• **Exercise instructions**:
**1.** In the news excerpt about the Rajaratnam jury, what was Rajaratnam being treated for, according to his lawyer?
**2.** Retype the stretch of the Rajaratnam jury excerpt from "Rajaratnam, a diabetic, was" through "a panel's decision-making.".
**3.** Decide whether each statement agrees with the news excerpt about the Rajaratnam jury, answering yes or no and quoting the words that settle it: (a) Rajaratnam is 53 years old. (b) Four alternate jurors were chosen. (c) Gerald Shargel said that replacing jurors usually favors the defense.

• **Quoted passage**:
++++++++

The judge also told the jurors that Rajaratnam, 53, was absent "for personal reasons" and that "should not interfere in your deliberations one way or another."
Rajaratnam, a diabetic, was being treated for a bacterial infection in a foot after undergoing emergency surgery on Sunday, his main lawyer, John Dowd, said in a statement on Monday.
Six alternate jurors had been chosen should any of the original jurors been unable to stay on the case. They sat through seven weeks of evidence, and two of them joined the main jury while the evidence was being presented.
IMPACT
Litigation experts are reluctant to speculate about jury deliberations, including how a change would affect a panel's decision-making.
"As a practical matter, people won't just wipe clean ideas that have been fixed over six days of deliberations," said trial lawyer Gerald Shargel. "I have been involved in many trials where jurors had to be replaced. It doesn't necessarily favor one side or the other."

++++++++

• **Data for analysis**:
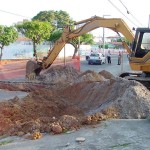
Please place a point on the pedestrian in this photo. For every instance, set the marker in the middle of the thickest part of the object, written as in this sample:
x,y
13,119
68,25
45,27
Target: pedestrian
x,y
109,57
119,58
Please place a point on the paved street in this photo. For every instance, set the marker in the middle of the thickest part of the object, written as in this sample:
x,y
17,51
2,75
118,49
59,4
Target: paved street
x,y
113,67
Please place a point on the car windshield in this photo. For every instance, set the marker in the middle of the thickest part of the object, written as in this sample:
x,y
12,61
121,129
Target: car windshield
x,y
95,55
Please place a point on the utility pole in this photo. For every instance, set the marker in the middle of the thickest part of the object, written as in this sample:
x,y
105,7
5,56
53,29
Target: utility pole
x,y
149,22
104,36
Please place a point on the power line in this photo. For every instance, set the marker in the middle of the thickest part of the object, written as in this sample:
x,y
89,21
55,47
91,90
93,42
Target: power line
x,y
123,13
14,14
128,12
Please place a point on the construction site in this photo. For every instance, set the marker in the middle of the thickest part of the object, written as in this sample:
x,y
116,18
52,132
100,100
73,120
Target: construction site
x,y
65,99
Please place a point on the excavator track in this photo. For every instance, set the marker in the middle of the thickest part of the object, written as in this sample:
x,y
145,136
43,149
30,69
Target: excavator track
x,y
137,77
26,86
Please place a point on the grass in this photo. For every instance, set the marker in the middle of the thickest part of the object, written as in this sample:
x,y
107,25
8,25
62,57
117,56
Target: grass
x,y
148,118
5,142
120,145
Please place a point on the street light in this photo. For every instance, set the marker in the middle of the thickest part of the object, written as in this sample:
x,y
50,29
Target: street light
x,y
104,36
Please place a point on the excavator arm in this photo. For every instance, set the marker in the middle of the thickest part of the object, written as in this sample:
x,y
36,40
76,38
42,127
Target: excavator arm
x,y
85,26
117,25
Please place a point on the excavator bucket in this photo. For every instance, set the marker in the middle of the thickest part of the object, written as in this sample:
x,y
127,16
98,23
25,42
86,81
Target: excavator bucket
x,y
33,69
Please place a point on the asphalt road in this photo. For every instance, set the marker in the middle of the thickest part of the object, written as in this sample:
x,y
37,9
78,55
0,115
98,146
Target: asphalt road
x,y
112,68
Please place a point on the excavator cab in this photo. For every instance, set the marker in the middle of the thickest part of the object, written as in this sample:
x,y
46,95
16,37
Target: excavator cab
x,y
33,69
141,44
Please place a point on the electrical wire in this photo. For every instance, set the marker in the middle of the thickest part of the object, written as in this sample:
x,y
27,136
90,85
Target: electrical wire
x,y
123,14
14,14
128,12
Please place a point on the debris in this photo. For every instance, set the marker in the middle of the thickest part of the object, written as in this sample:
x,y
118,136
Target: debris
x,y
80,139
70,100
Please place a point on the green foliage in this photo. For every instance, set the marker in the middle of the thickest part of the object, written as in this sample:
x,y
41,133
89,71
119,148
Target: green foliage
x,y
58,19
7,35
55,35
37,31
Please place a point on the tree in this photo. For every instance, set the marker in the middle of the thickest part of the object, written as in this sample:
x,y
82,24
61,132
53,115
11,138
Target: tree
x,y
7,35
58,19
37,31
54,37
86,38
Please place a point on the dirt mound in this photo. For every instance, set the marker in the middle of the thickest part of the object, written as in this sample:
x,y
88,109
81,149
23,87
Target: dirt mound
x,y
73,99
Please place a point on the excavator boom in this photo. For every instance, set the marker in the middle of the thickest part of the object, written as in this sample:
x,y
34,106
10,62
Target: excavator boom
x,y
139,56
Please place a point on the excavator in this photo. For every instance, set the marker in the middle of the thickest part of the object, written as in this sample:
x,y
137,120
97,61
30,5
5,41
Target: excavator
x,y
138,51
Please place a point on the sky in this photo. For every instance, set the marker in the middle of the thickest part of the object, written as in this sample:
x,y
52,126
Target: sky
x,y
78,10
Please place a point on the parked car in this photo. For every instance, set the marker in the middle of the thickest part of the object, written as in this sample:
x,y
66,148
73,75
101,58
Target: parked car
x,y
96,58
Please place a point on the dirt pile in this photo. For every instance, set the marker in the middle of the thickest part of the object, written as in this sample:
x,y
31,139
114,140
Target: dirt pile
x,y
71,100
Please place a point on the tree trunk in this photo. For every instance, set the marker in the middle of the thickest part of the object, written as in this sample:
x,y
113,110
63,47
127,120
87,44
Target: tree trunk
x,y
34,51
1,54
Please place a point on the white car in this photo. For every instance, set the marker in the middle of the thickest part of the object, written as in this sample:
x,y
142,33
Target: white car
x,y
96,58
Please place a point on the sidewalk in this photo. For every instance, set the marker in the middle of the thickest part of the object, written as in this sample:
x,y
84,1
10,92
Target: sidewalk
x,y
109,135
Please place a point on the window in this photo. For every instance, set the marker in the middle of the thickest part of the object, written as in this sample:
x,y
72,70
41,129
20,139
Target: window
x,y
146,41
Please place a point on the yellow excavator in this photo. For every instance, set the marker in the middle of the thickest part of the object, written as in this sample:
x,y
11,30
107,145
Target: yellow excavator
x,y
139,51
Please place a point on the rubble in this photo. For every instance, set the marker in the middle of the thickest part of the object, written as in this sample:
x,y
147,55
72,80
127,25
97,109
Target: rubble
x,y
72,99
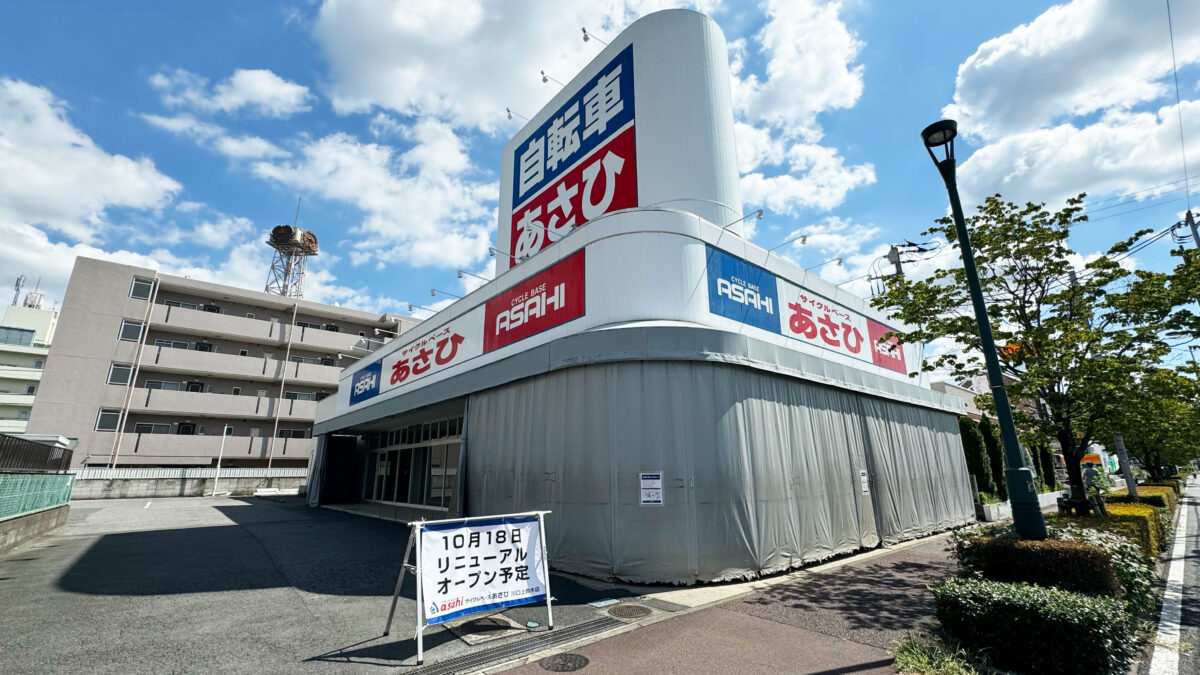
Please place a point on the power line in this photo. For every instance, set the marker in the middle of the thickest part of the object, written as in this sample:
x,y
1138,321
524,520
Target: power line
x,y
1179,106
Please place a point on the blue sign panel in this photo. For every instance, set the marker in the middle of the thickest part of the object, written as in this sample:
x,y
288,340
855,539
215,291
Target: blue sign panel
x,y
589,118
365,383
742,291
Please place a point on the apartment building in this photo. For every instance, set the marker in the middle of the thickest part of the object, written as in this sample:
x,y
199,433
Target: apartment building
x,y
25,334
150,369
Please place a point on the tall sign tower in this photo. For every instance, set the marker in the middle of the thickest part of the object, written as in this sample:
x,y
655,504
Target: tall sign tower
x,y
293,246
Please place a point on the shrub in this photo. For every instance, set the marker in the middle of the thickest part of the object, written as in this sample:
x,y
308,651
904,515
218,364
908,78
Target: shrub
x,y
1155,495
1145,520
1174,484
995,455
1059,631
976,455
1114,565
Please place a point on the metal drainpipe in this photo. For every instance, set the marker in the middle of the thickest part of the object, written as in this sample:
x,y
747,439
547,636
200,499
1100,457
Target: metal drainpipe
x,y
133,376
283,381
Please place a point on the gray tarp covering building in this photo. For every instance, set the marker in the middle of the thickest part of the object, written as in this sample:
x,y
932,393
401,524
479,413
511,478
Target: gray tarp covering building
x,y
760,472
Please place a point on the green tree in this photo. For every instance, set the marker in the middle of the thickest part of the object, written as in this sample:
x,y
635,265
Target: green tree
x,y
1069,344
1159,419
995,449
1045,458
976,455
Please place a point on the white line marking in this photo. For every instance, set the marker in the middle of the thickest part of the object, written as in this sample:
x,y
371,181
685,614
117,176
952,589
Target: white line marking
x,y
1165,659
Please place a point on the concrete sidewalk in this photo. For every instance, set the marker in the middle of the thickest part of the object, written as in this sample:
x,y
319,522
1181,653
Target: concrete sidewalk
x,y
839,617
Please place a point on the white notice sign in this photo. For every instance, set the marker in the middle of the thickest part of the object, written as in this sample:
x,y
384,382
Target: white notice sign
x,y
480,566
652,488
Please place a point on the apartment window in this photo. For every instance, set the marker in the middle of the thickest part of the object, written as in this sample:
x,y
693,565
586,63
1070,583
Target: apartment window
x,y
131,330
120,374
108,419
141,288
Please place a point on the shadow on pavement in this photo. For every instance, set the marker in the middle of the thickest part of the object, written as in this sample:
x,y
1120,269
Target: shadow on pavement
x,y
876,597
269,545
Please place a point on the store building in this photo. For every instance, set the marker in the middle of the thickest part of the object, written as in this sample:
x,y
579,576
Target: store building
x,y
148,369
689,406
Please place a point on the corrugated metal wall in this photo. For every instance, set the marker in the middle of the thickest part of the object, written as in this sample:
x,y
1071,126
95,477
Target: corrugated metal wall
x,y
761,472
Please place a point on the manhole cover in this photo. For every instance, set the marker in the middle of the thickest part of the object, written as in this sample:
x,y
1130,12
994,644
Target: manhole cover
x,y
627,610
564,662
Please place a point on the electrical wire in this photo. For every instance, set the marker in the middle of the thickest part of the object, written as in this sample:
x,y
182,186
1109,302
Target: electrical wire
x,y
1179,106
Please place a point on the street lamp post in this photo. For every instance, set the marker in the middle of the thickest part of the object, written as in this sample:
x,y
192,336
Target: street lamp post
x,y
216,479
1026,511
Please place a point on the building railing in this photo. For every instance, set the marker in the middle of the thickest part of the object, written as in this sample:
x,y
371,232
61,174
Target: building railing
x,y
29,457
100,473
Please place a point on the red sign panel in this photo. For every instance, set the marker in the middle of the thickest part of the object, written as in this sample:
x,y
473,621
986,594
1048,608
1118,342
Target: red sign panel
x,y
605,180
888,354
549,299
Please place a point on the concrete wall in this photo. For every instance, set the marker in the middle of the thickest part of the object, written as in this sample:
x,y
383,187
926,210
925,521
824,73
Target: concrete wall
x,y
24,527
121,488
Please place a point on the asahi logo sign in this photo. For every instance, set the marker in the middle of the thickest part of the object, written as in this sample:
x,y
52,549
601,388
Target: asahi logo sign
x,y
539,303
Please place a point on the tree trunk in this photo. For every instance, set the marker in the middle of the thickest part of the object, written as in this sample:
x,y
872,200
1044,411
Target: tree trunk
x,y
1071,454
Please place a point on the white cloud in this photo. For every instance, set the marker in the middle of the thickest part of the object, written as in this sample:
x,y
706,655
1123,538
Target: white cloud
x,y
1074,59
810,70
216,137
1075,101
819,178
55,175
1120,153
424,58
420,207
259,90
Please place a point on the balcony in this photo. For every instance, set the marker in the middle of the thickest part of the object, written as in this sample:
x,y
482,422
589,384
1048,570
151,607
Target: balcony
x,y
197,322
168,448
192,363
25,374
192,404
27,400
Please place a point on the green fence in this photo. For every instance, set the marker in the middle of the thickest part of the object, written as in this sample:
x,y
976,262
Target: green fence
x,y
27,493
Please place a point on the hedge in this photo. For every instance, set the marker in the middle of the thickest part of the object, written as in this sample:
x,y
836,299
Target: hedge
x,y
1078,559
1161,496
1035,629
1073,566
1145,521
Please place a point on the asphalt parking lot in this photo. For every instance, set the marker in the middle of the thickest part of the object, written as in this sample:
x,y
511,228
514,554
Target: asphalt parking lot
x,y
231,585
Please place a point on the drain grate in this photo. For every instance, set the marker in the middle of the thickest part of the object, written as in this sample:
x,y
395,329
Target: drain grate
x,y
564,662
628,610
473,662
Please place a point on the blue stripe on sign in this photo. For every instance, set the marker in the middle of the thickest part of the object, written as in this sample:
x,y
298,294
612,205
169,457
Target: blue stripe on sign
x,y
454,615
486,523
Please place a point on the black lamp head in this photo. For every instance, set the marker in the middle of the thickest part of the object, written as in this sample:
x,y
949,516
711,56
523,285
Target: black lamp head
x,y
940,135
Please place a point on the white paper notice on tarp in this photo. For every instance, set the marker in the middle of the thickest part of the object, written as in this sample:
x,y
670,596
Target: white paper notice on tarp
x,y
480,566
652,488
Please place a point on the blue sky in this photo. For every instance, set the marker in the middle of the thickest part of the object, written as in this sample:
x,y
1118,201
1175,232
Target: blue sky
x,y
174,135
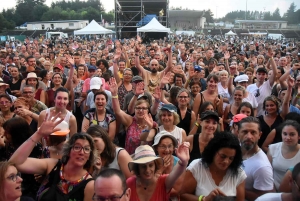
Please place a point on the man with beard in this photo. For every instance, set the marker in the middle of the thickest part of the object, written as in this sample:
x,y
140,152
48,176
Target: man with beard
x,y
152,78
256,165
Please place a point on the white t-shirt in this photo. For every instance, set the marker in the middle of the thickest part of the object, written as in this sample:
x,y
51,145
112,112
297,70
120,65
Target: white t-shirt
x,y
259,172
224,93
90,100
264,90
280,164
206,184
270,197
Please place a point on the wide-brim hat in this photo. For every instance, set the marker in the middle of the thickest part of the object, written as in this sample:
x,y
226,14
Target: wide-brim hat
x,y
64,128
144,154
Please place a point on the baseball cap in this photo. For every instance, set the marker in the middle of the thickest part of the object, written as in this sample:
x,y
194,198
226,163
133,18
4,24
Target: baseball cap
x,y
95,83
59,67
169,107
137,79
209,114
262,69
238,117
241,78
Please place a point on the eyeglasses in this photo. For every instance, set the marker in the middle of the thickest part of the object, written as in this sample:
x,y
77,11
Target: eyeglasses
x,y
112,198
78,148
257,93
27,92
223,156
163,147
141,108
14,177
296,185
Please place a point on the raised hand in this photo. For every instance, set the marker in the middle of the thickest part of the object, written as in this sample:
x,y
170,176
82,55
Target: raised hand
x,y
157,93
166,78
139,88
49,124
183,152
117,54
227,55
113,86
148,119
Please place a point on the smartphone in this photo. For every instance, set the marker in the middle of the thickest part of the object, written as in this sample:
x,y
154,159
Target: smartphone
x,y
224,198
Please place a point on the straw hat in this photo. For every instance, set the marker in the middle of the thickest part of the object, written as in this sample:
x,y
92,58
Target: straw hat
x,y
144,154
64,128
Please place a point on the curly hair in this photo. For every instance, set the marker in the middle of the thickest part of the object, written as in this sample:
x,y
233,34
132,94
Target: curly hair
x,y
69,145
223,140
108,154
274,100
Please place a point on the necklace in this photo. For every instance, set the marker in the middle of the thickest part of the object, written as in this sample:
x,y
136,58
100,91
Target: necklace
x,y
245,158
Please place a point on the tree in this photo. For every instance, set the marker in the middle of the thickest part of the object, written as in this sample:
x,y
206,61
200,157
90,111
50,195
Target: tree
x,y
290,15
209,16
276,15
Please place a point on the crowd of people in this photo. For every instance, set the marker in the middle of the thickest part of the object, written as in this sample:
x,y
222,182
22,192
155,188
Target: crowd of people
x,y
185,118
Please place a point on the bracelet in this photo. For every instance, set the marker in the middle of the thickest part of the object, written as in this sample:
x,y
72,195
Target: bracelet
x,y
180,163
201,197
32,140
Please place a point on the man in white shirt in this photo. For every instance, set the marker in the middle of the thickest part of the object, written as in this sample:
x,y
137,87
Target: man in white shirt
x,y
262,89
293,196
256,164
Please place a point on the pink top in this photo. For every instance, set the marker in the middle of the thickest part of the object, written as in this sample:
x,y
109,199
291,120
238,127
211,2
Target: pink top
x,y
158,194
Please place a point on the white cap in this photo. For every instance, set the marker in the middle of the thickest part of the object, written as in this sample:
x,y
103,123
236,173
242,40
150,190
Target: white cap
x,y
241,78
95,83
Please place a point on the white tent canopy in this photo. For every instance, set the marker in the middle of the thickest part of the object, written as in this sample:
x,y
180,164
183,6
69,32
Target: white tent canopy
x,y
93,28
153,26
230,33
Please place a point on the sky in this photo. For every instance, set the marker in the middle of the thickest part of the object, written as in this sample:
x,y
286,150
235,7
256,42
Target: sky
x,y
219,7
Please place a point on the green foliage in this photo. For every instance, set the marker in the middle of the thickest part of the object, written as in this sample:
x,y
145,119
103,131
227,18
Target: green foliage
x,y
291,16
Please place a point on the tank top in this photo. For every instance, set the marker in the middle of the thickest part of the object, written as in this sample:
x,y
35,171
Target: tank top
x,y
186,122
122,92
115,164
195,153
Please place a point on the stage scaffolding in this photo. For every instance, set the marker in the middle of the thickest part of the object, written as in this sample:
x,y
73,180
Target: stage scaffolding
x,y
130,12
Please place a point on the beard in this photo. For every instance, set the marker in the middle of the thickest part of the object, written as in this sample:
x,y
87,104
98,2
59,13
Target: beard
x,y
153,70
248,146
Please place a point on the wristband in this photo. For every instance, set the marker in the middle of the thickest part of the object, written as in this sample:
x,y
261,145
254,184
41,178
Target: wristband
x,y
32,140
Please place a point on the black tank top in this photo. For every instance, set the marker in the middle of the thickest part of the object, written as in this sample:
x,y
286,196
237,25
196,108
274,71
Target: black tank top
x,y
195,153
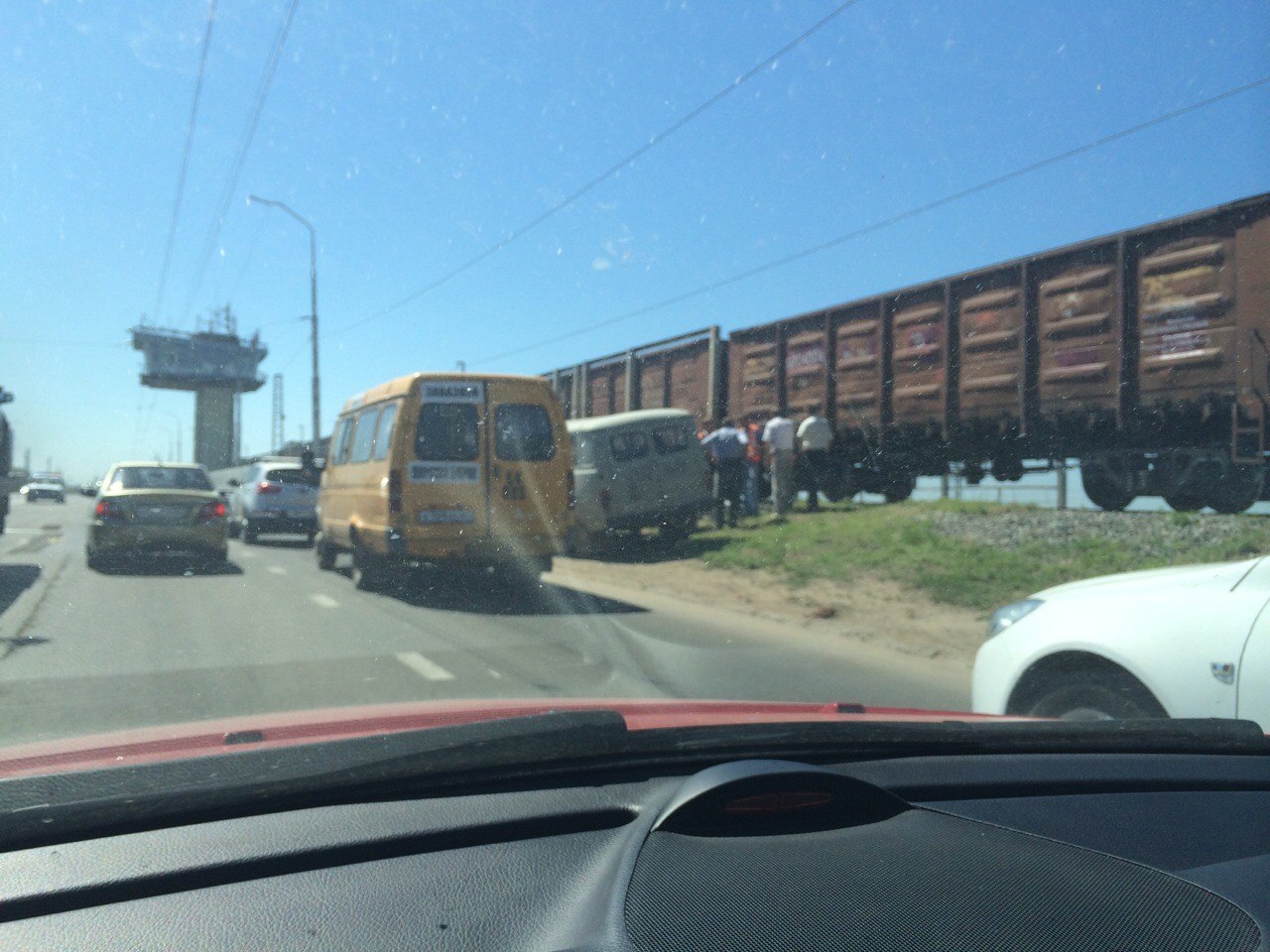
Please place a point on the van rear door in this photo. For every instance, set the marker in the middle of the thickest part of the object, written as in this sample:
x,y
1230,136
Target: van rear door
x,y
530,465
444,492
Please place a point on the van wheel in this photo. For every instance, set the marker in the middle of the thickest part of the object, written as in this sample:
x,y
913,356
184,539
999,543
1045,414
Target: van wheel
x,y
325,553
580,543
677,530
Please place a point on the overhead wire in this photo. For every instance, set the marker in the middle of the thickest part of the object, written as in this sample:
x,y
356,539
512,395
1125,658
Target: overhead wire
x,y
653,141
185,162
883,223
240,157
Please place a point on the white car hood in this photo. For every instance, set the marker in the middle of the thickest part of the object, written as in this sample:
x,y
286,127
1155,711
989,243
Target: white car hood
x,y
1216,576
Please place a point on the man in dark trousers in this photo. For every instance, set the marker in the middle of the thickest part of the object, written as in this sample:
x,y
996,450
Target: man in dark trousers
x,y
726,447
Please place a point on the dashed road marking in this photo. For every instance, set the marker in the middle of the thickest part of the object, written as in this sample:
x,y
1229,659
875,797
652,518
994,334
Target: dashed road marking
x,y
425,666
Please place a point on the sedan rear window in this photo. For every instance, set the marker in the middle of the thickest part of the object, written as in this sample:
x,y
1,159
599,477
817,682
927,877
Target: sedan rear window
x,y
447,433
524,431
159,477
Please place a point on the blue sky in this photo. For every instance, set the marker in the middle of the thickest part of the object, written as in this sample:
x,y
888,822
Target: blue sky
x,y
417,134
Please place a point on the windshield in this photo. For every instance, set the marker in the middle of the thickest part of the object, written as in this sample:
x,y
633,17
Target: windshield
x,y
887,354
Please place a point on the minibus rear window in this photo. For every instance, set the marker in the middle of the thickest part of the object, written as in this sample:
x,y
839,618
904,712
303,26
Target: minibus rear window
x,y
447,433
524,431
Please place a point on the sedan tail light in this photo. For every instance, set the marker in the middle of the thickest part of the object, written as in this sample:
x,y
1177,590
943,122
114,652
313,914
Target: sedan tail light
x,y
107,509
212,511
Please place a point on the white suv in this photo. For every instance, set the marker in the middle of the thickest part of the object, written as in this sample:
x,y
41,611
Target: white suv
x,y
275,498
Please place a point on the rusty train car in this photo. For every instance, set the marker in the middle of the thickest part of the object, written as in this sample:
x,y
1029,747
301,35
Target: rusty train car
x,y
1144,354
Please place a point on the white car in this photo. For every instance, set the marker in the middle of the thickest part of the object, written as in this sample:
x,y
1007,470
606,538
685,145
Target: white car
x,y
1192,642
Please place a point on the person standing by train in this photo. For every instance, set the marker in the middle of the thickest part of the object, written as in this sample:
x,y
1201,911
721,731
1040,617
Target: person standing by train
x,y
815,435
753,467
726,447
779,439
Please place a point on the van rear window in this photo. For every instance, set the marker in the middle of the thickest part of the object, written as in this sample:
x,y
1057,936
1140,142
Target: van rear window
x,y
631,444
524,431
447,433
293,477
671,439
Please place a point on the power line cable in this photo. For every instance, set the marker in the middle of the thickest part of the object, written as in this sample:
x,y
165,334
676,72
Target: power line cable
x,y
885,222
656,140
240,158
185,160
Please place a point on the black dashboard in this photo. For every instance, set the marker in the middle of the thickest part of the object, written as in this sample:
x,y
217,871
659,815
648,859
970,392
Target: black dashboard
x,y
961,852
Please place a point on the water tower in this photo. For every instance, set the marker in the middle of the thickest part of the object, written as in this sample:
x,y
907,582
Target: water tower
x,y
213,363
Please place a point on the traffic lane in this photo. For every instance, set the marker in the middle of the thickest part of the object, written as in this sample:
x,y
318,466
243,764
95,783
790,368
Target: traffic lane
x,y
32,551
685,651
270,634
273,633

++++++++

• **Numbered answers**:
**1.** A bacterial infection in a foot after emergency surgery on Sunday.

**2.**
Rajaratnam, a diabetic, was being treated for a bacterial infection in a foot after undergoing emergency surgery on Sunday, his main lawyer, John Dowd, said in a statement on Monday.
Six alternate jurors had been chosen should any of the original jurors been unable to stay on the case. They sat through seven weeks of evidence, and two of them joined the main jury while the evidence was being presented.
IMPACT
Litigation experts are reluctant to speculate about jury deliberations, including how a change would affect a panel's decision-making.

**3.**
(a) Yes: "Rajaratnam, 53"
(b) No: "Six alternate jurors had been chosen"
(c) No: "It doesn't necessarily favor one side or the other."